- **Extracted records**

^^^^^^^^^^^^^^^^

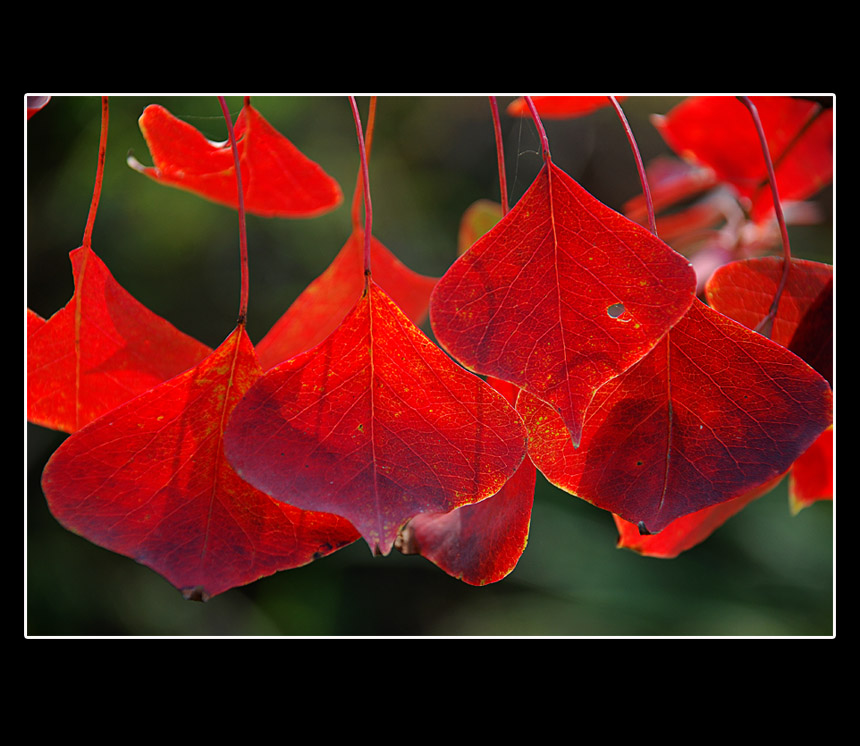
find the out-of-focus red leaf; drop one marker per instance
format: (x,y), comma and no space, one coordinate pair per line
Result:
(712,412)
(122,350)
(560,107)
(478,218)
(744,291)
(480,543)
(277,178)
(670,180)
(687,531)
(375,424)
(718,131)
(321,307)
(560,296)
(149,480)
(811,476)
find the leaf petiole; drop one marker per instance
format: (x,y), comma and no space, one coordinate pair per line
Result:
(243,238)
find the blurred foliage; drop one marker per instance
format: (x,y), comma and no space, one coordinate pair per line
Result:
(765,573)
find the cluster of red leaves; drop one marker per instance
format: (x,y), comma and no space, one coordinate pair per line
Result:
(604,372)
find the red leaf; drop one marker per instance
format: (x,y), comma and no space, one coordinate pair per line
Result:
(480,543)
(149,480)
(375,424)
(687,531)
(744,291)
(278,180)
(124,349)
(560,296)
(811,476)
(714,411)
(802,152)
(560,107)
(322,306)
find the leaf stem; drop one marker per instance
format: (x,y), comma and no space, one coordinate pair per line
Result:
(243,238)
(87,246)
(766,324)
(100,172)
(368,210)
(544,141)
(500,154)
(640,167)
(357,199)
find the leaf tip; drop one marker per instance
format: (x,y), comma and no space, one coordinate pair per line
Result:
(197,593)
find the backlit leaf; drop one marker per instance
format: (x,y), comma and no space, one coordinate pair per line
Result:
(480,543)
(122,350)
(149,480)
(560,296)
(811,476)
(277,178)
(687,531)
(718,131)
(321,307)
(744,291)
(375,424)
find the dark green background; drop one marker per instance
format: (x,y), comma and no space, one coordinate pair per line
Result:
(763,573)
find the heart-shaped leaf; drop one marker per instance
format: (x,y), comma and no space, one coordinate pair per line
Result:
(102,349)
(375,424)
(560,296)
(712,412)
(149,480)
(480,543)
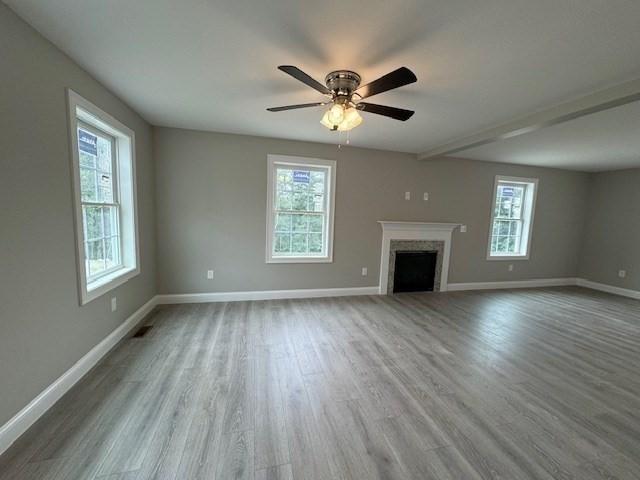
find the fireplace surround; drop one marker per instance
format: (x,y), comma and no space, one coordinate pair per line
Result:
(415,236)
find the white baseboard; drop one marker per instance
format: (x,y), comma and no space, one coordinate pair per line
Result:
(542,282)
(26,417)
(265,295)
(625,292)
(11,431)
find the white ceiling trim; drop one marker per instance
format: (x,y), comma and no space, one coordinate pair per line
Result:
(597,102)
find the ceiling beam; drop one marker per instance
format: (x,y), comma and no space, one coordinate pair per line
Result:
(597,102)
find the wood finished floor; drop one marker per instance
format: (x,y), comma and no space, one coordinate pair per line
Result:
(528,384)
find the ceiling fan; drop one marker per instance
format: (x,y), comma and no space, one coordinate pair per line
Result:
(345,95)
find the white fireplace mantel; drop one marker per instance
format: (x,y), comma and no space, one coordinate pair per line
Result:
(392,230)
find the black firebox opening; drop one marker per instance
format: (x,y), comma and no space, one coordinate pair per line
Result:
(415,271)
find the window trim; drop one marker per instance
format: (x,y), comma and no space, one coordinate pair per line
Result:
(272,162)
(82,125)
(531,194)
(81,110)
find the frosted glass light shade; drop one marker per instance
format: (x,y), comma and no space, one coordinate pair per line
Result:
(351,119)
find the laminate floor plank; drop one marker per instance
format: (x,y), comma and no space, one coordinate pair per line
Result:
(492,385)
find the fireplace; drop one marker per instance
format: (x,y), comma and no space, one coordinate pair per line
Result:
(415,237)
(415,271)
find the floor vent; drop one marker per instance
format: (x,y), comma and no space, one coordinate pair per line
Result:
(142,331)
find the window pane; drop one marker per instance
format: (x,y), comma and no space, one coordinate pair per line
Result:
(301,191)
(300,223)
(93,222)
(299,243)
(105,187)
(110,217)
(284,178)
(316,223)
(282,243)
(283,222)
(284,201)
(112,252)
(315,243)
(87,160)
(95,257)
(88,182)
(104,155)
(509,201)
(299,201)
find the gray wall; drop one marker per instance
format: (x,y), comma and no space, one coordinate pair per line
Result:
(43,330)
(211,195)
(611,241)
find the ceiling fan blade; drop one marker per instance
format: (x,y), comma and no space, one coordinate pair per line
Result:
(398,78)
(396,113)
(293,107)
(298,74)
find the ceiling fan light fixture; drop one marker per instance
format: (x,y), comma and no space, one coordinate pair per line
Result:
(351,120)
(336,114)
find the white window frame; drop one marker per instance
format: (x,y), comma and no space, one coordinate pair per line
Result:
(273,161)
(81,111)
(528,214)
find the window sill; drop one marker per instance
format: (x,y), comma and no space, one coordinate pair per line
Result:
(300,260)
(508,257)
(107,283)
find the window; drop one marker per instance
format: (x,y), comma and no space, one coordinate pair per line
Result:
(104,196)
(512,218)
(300,208)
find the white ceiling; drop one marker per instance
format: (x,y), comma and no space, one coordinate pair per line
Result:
(211,65)
(608,140)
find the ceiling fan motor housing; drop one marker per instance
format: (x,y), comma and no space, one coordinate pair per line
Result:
(342,84)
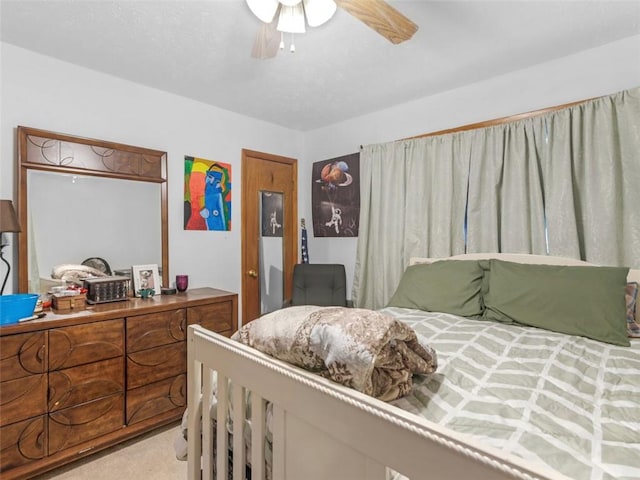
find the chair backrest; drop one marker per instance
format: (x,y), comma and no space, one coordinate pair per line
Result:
(321,284)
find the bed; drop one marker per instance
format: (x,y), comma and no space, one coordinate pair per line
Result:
(507,400)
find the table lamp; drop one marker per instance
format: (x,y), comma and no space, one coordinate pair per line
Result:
(8,223)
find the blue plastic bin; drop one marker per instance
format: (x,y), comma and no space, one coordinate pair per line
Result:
(16,306)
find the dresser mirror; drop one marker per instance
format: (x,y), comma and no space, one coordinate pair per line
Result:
(83,198)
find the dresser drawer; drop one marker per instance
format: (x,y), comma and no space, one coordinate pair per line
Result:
(90,342)
(22,355)
(80,423)
(217,317)
(155,364)
(21,443)
(23,398)
(156,398)
(155,329)
(84,383)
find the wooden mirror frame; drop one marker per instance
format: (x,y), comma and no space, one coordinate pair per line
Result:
(90,157)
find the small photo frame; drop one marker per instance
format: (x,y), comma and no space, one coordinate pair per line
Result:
(145,277)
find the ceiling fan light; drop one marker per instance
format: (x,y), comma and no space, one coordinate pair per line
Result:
(318,11)
(291,19)
(265,10)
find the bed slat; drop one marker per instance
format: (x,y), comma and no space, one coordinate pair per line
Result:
(238,434)
(222,440)
(258,405)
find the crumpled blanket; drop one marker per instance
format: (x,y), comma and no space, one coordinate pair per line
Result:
(359,348)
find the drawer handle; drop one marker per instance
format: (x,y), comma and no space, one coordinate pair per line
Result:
(41,352)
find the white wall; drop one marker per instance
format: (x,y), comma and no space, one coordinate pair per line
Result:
(41,92)
(599,71)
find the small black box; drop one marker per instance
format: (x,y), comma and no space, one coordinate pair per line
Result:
(107,289)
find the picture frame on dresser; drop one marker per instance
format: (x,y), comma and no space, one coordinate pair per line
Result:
(146,277)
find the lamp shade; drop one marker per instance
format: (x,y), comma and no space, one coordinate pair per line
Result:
(291,19)
(265,10)
(319,11)
(8,217)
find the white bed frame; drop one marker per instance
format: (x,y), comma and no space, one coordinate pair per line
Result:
(322,430)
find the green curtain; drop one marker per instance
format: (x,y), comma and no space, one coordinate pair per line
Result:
(564,183)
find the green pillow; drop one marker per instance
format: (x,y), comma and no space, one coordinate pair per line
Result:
(451,286)
(577,300)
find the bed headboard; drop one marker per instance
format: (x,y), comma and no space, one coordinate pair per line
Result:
(633,276)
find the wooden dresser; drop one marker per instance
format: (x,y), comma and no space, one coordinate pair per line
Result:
(72,384)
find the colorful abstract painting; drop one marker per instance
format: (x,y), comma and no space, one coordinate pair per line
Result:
(207,194)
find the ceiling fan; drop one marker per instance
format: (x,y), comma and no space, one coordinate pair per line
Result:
(288,16)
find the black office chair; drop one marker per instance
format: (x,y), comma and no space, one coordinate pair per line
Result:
(323,284)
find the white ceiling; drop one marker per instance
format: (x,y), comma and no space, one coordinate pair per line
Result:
(201,49)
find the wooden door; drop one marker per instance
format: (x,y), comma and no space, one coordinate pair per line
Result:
(263,172)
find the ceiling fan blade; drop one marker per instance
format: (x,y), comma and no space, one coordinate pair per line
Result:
(267,41)
(382,17)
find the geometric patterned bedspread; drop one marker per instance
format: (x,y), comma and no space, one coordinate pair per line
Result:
(570,403)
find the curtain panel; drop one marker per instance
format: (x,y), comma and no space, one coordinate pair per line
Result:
(564,183)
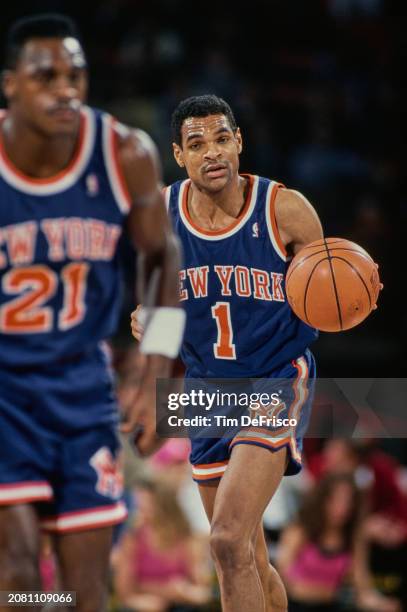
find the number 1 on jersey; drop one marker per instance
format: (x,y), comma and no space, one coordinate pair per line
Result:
(224,347)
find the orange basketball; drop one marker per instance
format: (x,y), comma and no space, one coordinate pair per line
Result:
(332,284)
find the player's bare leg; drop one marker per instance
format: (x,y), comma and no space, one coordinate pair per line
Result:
(84,567)
(246,488)
(273,588)
(19,549)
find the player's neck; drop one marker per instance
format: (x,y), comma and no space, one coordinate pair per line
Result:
(40,156)
(217,210)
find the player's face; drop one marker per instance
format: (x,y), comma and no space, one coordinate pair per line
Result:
(48,85)
(210,151)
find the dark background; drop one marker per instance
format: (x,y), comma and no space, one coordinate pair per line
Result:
(316,89)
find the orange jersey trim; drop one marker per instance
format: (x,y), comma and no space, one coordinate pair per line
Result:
(114,147)
(272,211)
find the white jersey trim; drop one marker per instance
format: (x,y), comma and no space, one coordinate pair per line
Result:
(86,519)
(64,179)
(167,196)
(226,234)
(24,492)
(113,171)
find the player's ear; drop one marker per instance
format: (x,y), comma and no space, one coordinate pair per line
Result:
(179,158)
(238,137)
(8,84)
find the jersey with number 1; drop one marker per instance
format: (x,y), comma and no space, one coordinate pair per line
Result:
(60,283)
(239,323)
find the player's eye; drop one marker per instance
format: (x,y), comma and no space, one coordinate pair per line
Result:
(44,76)
(75,76)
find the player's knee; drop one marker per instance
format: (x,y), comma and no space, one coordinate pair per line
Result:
(229,549)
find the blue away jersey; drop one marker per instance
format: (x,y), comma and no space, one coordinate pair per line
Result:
(239,323)
(60,282)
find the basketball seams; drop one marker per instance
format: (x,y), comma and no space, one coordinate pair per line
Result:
(307,286)
(338,305)
(359,275)
(323,251)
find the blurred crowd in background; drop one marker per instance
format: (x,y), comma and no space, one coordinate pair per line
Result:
(315,87)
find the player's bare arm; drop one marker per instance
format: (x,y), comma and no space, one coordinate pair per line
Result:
(297,220)
(159,257)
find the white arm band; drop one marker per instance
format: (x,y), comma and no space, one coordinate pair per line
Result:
(163,330)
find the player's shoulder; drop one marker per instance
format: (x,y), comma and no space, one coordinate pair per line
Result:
(289,203)
(131,142)
(172,193)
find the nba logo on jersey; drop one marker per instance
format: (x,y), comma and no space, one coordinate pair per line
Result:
(92,185)
(109,478)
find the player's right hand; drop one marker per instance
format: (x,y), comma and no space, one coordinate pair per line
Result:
(136,328)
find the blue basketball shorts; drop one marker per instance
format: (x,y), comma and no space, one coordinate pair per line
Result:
(59,446)
(210,456)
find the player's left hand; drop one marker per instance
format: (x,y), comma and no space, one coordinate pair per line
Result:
(136,328)
(139,418)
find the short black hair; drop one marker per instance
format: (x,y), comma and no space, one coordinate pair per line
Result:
(47,25)
(200,106)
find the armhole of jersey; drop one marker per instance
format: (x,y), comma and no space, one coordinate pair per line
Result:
(114,171)
(271,219)
(167,196)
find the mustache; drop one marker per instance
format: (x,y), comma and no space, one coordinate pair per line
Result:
(73,105)
(220,165)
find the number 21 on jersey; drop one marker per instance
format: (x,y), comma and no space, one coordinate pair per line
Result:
(33,287)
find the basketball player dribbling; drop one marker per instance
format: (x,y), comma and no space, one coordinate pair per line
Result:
(238,233)
(70,177)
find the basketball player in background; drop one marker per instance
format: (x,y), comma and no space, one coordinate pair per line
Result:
(238,233)
(70,178)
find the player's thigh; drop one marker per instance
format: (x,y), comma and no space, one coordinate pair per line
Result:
(83,560)
(250,481)
(19,545)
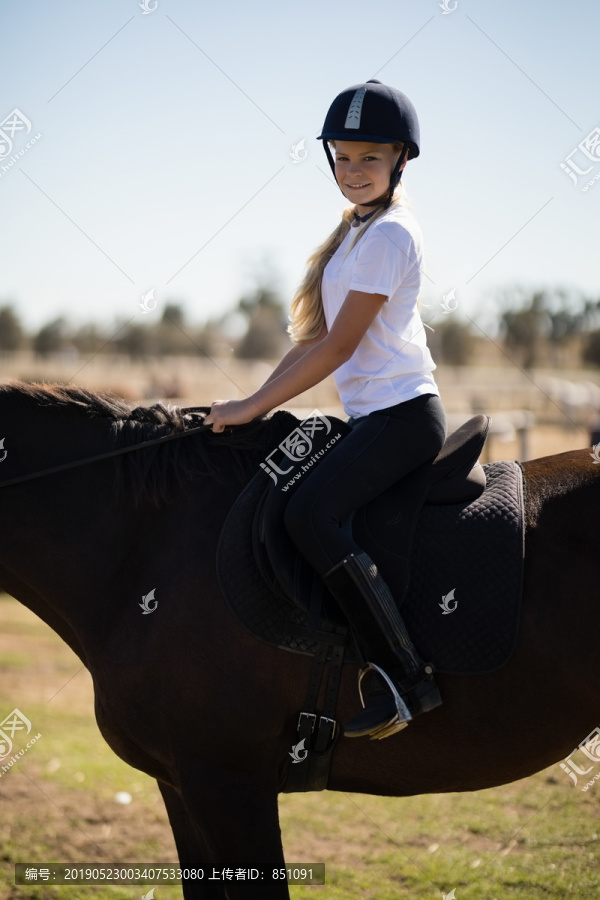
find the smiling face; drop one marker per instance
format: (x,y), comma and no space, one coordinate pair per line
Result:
(363,170)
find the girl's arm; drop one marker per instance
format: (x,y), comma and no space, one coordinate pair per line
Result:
(354,318)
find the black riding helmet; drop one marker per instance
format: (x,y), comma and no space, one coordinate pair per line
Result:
(376,113)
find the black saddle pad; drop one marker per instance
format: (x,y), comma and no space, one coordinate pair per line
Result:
(463,601)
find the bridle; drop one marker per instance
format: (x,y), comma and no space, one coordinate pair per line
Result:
(101,456)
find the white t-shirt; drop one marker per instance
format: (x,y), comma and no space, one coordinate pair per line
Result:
(392,363)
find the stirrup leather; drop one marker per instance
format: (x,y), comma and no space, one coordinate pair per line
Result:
(402,716)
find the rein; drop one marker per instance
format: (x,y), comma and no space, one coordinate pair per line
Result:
(100,456)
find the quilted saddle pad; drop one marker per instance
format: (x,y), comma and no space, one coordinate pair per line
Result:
(463,601)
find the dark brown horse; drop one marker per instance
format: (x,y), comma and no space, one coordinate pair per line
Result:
(189,697)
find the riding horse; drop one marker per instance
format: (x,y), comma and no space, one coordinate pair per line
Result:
(189,696)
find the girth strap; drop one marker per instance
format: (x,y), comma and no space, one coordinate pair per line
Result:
(317,728)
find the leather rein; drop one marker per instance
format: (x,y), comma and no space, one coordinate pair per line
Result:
(100,456)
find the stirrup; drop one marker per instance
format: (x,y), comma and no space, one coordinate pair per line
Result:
(402,716)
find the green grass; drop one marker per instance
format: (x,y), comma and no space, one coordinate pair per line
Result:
(531,840)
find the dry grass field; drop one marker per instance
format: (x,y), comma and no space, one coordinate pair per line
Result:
(535,839)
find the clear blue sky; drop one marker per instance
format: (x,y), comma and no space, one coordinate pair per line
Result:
(164,158)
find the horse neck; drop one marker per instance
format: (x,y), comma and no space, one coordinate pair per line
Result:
(564,489)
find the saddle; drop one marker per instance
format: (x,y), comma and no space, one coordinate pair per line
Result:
(452,530)
(454,476)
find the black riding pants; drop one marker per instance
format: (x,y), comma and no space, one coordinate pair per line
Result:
(382,448)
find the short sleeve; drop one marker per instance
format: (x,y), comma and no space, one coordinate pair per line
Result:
(386,254)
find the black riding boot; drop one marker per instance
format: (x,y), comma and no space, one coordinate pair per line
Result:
(406,687)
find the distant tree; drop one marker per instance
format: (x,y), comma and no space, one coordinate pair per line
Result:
(11,331)
(136,341)
(51,338)
(172,334)
(524,329)
(89,338)
(455,342)
(266,332)
(590,351)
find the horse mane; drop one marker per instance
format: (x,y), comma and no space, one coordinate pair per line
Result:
(154,473)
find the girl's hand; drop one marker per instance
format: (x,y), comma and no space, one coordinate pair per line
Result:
(230,412)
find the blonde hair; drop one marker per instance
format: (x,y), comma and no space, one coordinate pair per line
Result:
(306,314)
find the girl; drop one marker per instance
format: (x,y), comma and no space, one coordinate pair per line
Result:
(356,315)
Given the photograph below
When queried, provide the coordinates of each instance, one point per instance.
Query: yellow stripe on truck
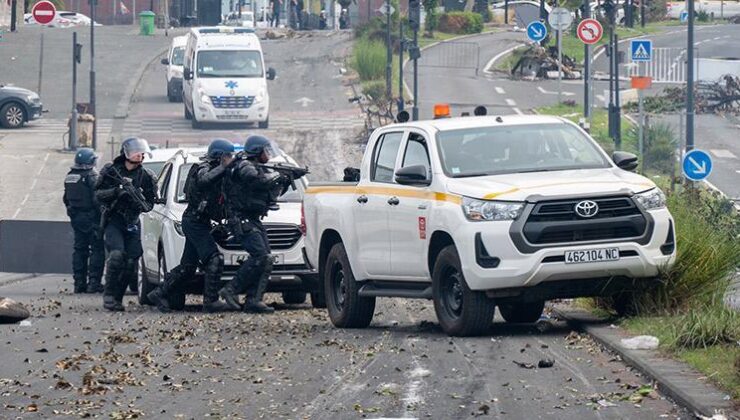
(398, 192)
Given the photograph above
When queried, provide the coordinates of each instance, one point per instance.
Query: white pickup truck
(479, 212)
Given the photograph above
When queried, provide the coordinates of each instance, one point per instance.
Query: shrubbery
(461, 23)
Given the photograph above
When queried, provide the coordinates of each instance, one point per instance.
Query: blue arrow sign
(536, 31)
(684, 16)
(697, 165)
(641, 49)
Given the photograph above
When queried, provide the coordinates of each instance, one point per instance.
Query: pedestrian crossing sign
(641, 49)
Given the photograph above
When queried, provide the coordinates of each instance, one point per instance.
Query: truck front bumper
(491, 259)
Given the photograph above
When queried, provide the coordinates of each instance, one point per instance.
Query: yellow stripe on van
(398, 192)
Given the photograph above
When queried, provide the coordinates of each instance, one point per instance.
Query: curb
(676, 379)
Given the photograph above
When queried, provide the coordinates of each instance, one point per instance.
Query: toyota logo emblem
(587, 208)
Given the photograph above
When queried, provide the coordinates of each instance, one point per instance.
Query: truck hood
(224, 86)
(536, 186)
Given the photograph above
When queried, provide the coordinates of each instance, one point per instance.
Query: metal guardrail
(453, 54)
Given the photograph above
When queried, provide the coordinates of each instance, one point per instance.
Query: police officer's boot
(94, 286)
(254, 302)
(112, 299)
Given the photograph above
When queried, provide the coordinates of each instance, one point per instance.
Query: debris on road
(641, 342)
(12, 311)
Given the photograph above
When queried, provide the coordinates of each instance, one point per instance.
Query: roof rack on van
(226, 30)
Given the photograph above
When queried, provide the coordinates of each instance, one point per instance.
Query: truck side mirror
(412, 175)
(624, 160)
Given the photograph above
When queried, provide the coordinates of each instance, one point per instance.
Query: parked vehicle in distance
(173, 71)
(483, 212)
(18, 106)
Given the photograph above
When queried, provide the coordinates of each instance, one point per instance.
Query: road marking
(723, 153)
(547, 92)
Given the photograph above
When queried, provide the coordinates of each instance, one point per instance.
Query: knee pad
(215, 264)
(117, 259)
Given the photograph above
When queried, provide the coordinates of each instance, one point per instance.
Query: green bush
(369, 58)
(461, 23)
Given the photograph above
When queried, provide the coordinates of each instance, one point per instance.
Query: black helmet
(85, 158)
(218, 148)
(134, 145)
(255, 145)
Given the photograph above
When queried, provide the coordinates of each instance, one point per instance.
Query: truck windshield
(234, 63)
(498, 150)
(177, 55)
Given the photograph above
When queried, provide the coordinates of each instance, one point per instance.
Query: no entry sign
(43, 12)
(590, 31)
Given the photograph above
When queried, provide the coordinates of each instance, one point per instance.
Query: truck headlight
(480, 210)
(178, 229)
(651, 199)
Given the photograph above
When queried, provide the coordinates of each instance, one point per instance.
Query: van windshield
(522, 148)
(177, 55)
(230, 64)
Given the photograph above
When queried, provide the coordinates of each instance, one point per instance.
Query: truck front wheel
(460, 311)
(346, 308)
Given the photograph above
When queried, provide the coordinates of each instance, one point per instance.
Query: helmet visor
(134, 147)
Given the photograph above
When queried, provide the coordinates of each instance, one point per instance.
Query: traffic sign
(560, 19)
(590, 31)
(536, 31)
(697, 165)
(641, 49)
(43, 12)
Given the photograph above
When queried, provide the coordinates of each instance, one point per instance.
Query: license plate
(277, 259)
(591, 255)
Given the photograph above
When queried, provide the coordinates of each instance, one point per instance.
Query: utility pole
(92, 110)
(401, 47)
(690, 79)
(586, 67)
(389, 51)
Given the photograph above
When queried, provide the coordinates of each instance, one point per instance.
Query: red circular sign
(590, 31)
(43, 12)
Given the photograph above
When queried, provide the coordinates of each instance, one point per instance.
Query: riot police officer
(84, 214)
(204, 196)
(125, 189)
(250, 190)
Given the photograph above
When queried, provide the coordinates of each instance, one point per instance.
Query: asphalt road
(76, 360)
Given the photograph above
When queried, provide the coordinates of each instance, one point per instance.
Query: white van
(173, 72)
(224, 77)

^^^^^^^^^^^^^^^^

- **Directions**
Although the records above contain pictures, the copy should hold only the lines from their start through the line containing "find the fireplace surround;", each exactly as written, and none of the pictures.

- **Output of the task**
find the out-of-focus red leaf; drop one marker per instance
format: (x,y), comma and no space, one coordinate pair per line
Result:
(712,412)
(122,350)
(560,107)
(478,218)
(744,291)
(480,543)
(277,178)
(670,180)
(687,531)
(375,424)
(718,131)
(321,307)
(560,296)
(149,480)
(811,476)
find the leaf petiole; drop one marker per instance
format: (x,y), comma and no space, one coordinate pair per line
Result:
(243,238)
find the blurred foliage; drop one marker per instance
format: (x,y), comma and no space, one coordinate pair per line
Result:
(765,573)
find the cluster of red leaves; drop one marker per instance
format: (x,y), comma and no space, one coordinate pair per line
Result:
(604,372)
find the red leaf; drop one marker per instance
format: (x,y), comma and no space, one coordinate pair per line
Result:
(480,543)
(149,480)
(375,424)
(687,531)
(744,291)
(278,180)
(124,349)
(560,296)
(811,476)
(714,411)
(802,152)
(560,107)
(322,306)
find the leaf stem; drop one marker per instance
format: (x,y), comma and no space, one coordinate pair per line
Result:
(243,238)
(87,246)
(766,324)
(100,172)
(368,210)
(544,141)
(500,154)
(640,167)
(357,199)
find the leaf tip; drop one marker per instance
format: (x,y), comma and no space, one coordinate pair per line
Result:
(197,593)
find the backlit leaf; drop one marker per instance
format: (x,y), comma and no space, one coordinate pair per line
Result:
(480,543)
(122,350)
(149,480)
(560,296)
(811,476)
(277,178)
(687,531)
(718,131)
(321,307)
(744,291)
(375,424)
find the dark green background; drop one marker per instance
format: (x,y), comma and no space, one coordinate pair per line
Result:
(763,573)
find the heart-shaped leaf; drop one marker per instance
format: (x,y), comma and no space, one coordinate pair per line
Result:
(102,349)
(375,424)
(560,296)
(712,412)
(149,480)
(480,543)
find the fireplace surround; drop one marker per instance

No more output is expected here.